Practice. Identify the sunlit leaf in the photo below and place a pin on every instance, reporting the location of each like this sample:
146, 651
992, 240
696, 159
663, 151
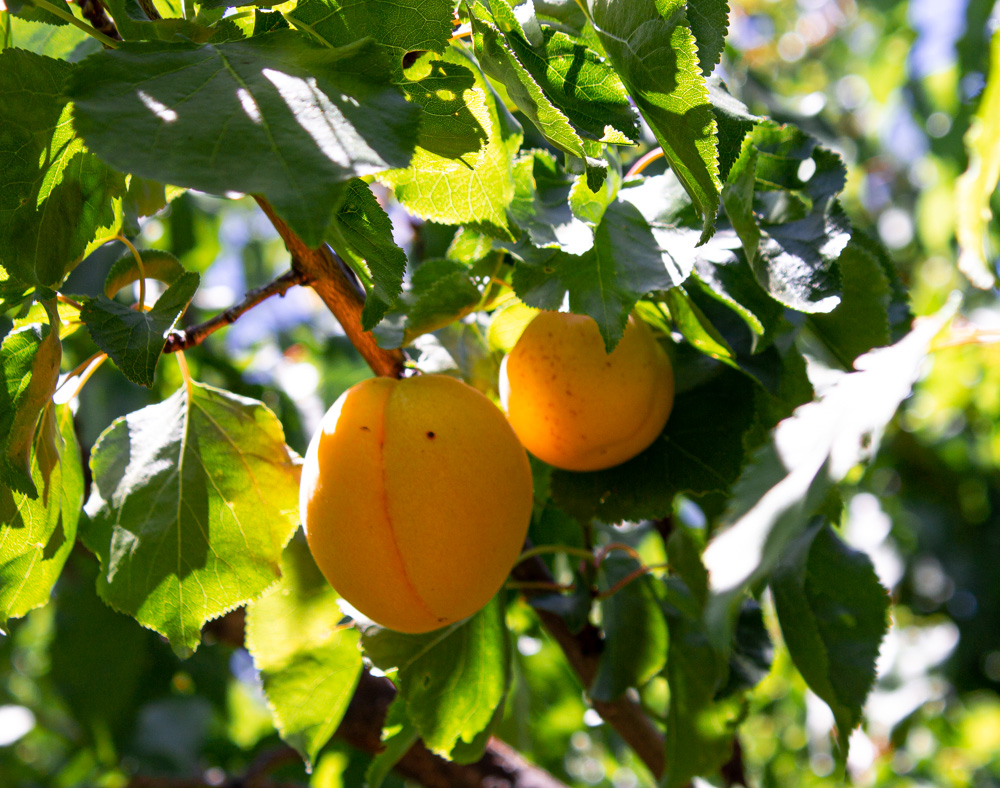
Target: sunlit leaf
975, 187
652, 48
37, 533
461, 171
272, 115
192, 502
54, 195
452, 679
833, 615
134, 340
808, 453
308, 665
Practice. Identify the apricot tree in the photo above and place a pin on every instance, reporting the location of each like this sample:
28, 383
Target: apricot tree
550, 155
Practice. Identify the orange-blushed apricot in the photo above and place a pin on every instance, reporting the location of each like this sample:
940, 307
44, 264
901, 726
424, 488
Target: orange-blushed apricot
415, 499
577, 407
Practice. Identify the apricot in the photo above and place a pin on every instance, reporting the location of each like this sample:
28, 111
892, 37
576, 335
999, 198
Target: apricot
575, 406
415, 499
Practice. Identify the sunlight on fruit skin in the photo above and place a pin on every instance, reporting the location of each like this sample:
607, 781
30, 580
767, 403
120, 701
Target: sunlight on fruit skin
578, 408
415, 499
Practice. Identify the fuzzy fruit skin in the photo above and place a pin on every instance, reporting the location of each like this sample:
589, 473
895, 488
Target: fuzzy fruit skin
578, 408
415, 498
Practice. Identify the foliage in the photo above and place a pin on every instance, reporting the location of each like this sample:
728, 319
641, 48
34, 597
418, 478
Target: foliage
467, 164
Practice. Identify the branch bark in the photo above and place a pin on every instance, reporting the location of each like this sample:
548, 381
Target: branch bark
582, 650
195, 335
329, 277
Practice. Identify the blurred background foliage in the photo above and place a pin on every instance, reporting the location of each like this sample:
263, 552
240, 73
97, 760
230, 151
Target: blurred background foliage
87, 697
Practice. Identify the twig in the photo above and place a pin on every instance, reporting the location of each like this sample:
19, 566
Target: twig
583, 651
339, 293
181, 340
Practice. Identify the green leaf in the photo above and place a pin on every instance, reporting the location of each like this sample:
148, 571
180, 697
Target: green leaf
156, 264
651, 46
54, 39
396, 26
29, 358
700, 725
309, 665
735, 121
195, 116
833, 616
780, 198
699, 451
362, 234
452, 679
640, 246
461, 171
54, 195
398, 735
38, 532
861, 320
792, 474
498, 59
974, 188
635, 631
709, 24
134, 340
192, 502
563, 85
541, 204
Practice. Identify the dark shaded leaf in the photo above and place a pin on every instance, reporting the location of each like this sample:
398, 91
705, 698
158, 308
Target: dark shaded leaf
300, 113
833, 616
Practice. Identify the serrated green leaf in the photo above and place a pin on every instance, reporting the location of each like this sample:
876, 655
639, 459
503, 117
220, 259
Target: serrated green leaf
641, 245
37, 533
309, 666
791, 475
134, 340
299, 112
709, 23
699, 451
700, 725
29, 358
398, 735
780, 198
453, 679
635, 631
496, 53
735, 121
651, 46
192, 502
461, 171
362, 233
572, 77
52, 39
396, 26
861, 320
54, 195
975, 187
833, 614
156, 264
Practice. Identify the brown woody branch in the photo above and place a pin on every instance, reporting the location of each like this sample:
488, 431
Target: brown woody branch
583, 649
182, 340
331, 279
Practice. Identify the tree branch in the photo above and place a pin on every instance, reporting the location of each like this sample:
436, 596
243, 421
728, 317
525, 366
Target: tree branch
583, 649
184, 339
330, 280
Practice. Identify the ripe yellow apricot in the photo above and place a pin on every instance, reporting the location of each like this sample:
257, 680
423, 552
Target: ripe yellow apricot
415, 499
575, 406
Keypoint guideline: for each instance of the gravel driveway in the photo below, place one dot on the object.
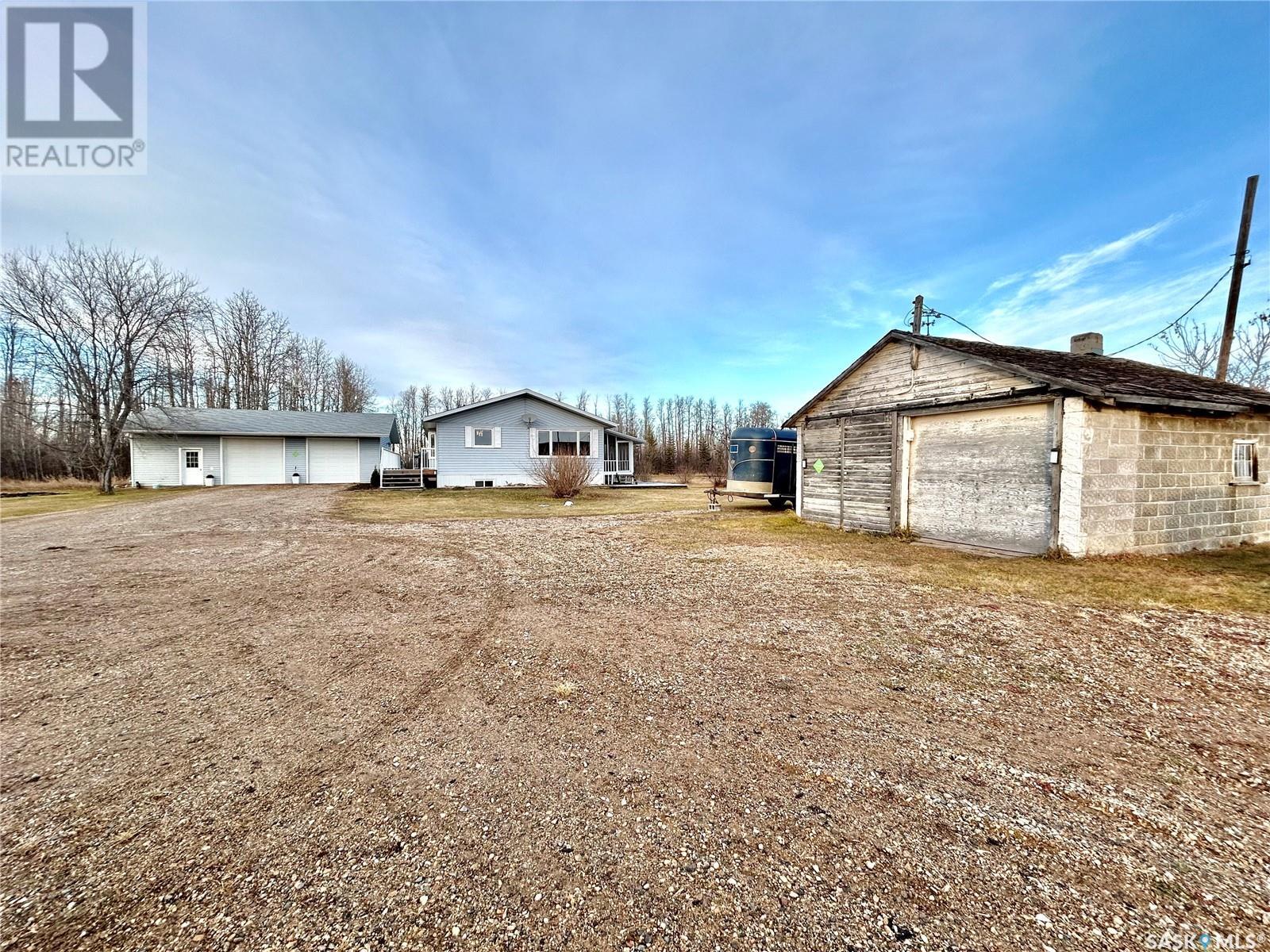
(235, 723)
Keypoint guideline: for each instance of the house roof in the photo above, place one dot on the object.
(514, 395)
(264, 423)
(1113, 378)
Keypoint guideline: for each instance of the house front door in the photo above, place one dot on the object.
(192, 467)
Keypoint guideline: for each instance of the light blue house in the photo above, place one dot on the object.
(495, 442)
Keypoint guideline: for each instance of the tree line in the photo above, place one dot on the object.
(88, 336)
(681, 433)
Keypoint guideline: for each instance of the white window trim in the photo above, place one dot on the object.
(1251, 479)
(597, 441)
(470, 440)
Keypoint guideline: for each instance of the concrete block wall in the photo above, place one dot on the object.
(1137, 482)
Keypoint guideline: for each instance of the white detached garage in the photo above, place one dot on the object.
(175, 446)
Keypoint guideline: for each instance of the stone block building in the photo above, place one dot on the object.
(1020, 450)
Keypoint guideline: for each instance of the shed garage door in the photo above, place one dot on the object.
(333, 461)
(253, 461)
(982, 478)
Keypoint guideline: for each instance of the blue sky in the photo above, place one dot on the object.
(709, 198)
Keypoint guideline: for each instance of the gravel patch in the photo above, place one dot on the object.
(235, 723)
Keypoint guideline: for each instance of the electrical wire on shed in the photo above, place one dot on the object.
(937, 315)
(1174, 324)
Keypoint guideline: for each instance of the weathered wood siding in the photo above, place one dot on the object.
(851, 429)
(889, 378)
(854, 489)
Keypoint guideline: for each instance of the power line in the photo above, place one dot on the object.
(1174, 324)
(967, 327)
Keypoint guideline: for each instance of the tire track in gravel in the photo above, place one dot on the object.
(302, 782)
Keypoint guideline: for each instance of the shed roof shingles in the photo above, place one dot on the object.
(1108, 374)
(260, 423)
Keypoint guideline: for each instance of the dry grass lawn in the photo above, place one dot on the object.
(531, 503)
(67, 495)
(1223, 581)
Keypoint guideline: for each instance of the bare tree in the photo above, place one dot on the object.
(353, 389)
(1193, 347)
(98, 317)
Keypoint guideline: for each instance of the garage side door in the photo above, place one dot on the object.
(982, 478)
(252, 461)
(333, 461)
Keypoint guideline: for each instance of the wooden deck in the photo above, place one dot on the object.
(408, 479)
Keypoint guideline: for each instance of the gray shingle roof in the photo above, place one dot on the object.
(1110, 376)
(264, 423)
(1095, 376)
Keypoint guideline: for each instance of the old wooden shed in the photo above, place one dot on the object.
(1020, 450)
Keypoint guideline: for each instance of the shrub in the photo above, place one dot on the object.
(564, 476)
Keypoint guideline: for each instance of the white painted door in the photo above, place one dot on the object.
(333, 461)
(252, 461)
(982, 478)
(192, 466)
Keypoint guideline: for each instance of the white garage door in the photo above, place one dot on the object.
(982, 478)
(333, 461)
(253, 461)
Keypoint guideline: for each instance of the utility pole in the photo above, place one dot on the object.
(1241, 253)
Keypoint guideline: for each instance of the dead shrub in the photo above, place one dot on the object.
(564, 476)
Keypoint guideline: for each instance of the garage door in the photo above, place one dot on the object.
(253, 461)
(982, 478)
(333, 461)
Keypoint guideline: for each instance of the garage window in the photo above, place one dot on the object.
(1245, 461)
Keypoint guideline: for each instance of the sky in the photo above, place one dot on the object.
(722, 200)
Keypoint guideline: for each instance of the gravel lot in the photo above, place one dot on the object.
(235, 723)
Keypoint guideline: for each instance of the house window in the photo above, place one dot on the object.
(1245, 461)
(564, 443)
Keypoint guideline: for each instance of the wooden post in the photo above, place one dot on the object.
(1241, 253)
(842, 459)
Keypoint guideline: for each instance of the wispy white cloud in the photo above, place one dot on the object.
(1079, 266)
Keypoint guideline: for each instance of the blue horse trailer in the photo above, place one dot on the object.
(761, 463)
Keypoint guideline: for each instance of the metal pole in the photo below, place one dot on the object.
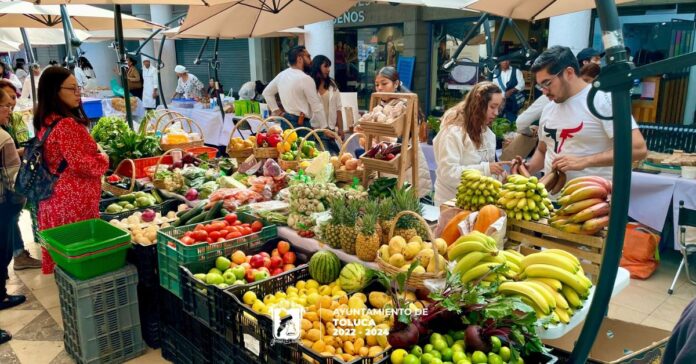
(122, 65)
(30, 57)
(621, 106)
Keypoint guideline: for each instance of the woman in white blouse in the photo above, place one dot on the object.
(465, 140)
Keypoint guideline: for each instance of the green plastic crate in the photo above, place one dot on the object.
(87, 248)
(171, 252)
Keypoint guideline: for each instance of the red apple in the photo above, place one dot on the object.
(249, 275)
(256, 261)
(283, 247)
(289, 258)
(276, 262)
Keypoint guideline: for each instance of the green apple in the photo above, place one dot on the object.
(222, 263)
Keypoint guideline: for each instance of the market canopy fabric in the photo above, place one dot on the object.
(175, 33)
(253, 18)
(22, 14)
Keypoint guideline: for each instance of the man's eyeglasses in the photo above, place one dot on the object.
(76, 90)
(547, 83)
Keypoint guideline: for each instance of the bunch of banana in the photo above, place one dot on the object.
(476, 190)
(584, 206)
(476, 254)
(524, 198)
(554, 181)
(557, 277)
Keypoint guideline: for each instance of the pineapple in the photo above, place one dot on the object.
(331, 230)
(347, 228)
(405, 199)
(368, 240)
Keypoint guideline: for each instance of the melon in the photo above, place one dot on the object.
(354, 277)
(324, 267)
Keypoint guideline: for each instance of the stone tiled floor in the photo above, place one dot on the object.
(38, 335)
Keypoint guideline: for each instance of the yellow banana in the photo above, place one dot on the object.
(477, 271)
(564, 253)
(572, 297)
(550, 271)
(555, 284)
(519, 288)
(540, 287)
(468, 261)
(550, 259)
(562, 315)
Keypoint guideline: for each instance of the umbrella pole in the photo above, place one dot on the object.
(216, 65)
(118, 26)
(30, 57)
(617, 79)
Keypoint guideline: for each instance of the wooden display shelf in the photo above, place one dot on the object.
(531, 236)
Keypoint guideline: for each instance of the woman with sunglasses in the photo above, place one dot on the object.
(69, 152)
(465, 140)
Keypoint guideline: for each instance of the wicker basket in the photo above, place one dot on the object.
(191, 144)
(416, 280)
(241, 155)
(118, 191)
(269, 152)
(158, 183)
(349, 176)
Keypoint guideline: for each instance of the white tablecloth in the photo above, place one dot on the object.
(651, 195)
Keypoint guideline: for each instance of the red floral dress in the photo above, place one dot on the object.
(77, 192)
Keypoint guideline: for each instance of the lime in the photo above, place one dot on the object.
(440, 345)
(494, 358)
(427, 358)
(478, 357)
(398, 356)
(411, 359)
(505, 353)
(495, 344)
(446, 354)
(459, 356)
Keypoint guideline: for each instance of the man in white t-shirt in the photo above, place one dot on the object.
(297, 91)
(571, 138)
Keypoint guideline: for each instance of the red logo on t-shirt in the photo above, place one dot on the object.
(563, 136)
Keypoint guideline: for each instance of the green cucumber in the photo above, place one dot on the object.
(189, 215)
(214, 211)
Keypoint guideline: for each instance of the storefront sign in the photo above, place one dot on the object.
(351, 17)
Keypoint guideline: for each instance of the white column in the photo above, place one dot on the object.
(163, 14)
(319, 40)
(143, 12)
(571, 30)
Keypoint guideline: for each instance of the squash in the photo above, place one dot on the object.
(451, 231)
(487, 216)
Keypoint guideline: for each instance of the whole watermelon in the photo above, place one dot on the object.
(354, 277)
(324, 267)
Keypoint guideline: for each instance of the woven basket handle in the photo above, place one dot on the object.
(427, 227)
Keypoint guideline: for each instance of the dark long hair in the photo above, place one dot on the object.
(49, 102)
(316, 74)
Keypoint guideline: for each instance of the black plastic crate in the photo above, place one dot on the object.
(205, 302)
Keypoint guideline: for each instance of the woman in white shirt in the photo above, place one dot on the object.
(465, 140)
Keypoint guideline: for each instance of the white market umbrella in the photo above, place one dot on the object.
(175, 33)
(252, 18)
(22, 14)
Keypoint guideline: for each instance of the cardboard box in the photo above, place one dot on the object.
(618, 342)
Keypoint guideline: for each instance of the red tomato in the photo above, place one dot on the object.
(231, 218)
(256, 226)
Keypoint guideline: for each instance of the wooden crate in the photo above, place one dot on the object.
(532, 235)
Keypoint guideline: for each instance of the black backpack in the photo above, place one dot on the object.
(34, 181)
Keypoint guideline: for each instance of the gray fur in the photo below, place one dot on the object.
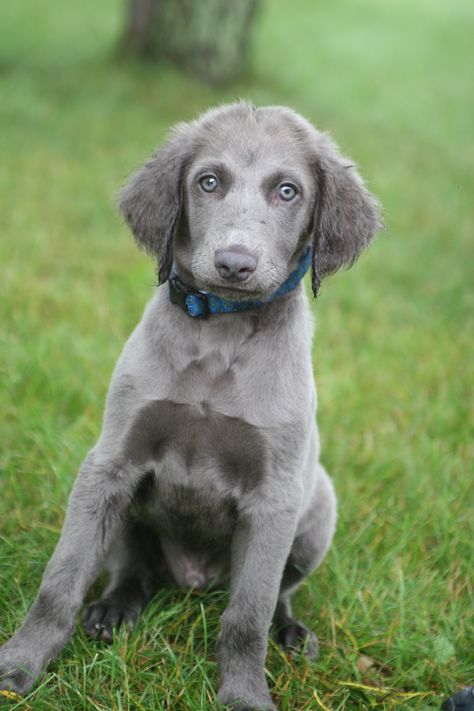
(207, 468)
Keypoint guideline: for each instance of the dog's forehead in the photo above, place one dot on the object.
(244, 141)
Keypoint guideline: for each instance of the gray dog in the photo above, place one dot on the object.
(207, 468)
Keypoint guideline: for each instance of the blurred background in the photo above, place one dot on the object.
(88, 90)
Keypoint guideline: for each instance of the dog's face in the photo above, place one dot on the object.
(235, 197)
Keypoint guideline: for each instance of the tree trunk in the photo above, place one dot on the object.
(209, 38)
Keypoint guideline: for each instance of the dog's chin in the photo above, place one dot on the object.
(238, 292)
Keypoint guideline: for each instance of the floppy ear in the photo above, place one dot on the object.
(152, 199)
(347, 215)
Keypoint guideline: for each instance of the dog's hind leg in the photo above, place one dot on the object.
(309, 548)
(137, 568)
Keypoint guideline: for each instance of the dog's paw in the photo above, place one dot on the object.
(100, 619)
(295, 638)
(462, 701)
(246, 700)
(17, 674)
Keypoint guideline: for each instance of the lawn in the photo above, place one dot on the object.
(393, 602)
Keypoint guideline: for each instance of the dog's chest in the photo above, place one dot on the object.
(197, 463)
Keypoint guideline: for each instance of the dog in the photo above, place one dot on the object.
(207, 469)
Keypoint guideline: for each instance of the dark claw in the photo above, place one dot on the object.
(102, 617)
(461, 701)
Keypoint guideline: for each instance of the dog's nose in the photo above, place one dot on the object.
(234, 264)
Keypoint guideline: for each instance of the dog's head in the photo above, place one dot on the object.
(235, 196)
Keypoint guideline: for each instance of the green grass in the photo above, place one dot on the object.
(393, 352)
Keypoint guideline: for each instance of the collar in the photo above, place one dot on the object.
(202, 304)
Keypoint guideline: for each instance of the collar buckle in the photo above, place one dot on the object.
(194, 302)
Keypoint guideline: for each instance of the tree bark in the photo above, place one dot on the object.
(208, 38)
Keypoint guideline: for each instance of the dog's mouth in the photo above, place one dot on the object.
(234, 292)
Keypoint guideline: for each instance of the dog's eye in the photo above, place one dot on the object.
(287, 192)
(209, 183)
•••••
TASK:
Give again, word for word, every line from the top of the data above to the line holding "Practice. Identify the apricot in", inclusive, with the pictures left out.

WRITTEN ANSWER:
Practice. Identify the sunlit leaf in the photo below and place a pin on every instance, reporting the location of each like this sample:
146, 651
992, 240
696, 159
663, 151
Target: sunlit leaf
975, 187
652, 48
37, 533
461, 171
272, 115
192, 502
54, 195
452, 679
833, 615
134, 340
808, 453
308, 665
Practice. Identify the apricot tree in the photo above and place a pin on every instance, reporting the location of each like this sample:
28, 383
Target: apricot tree
550, 155
Practice. Identify the orange-blushed apricot in the photo above and place a pin on every instance, reporting the location of each like this sample:
940, 307
44, 264
901, 726
424, 488
Target: orange-blushed apricot
415, 499
577, 407
Practice. Identify the apricot in the photo above and place a pin on every instance, reporting the location of each like this sample:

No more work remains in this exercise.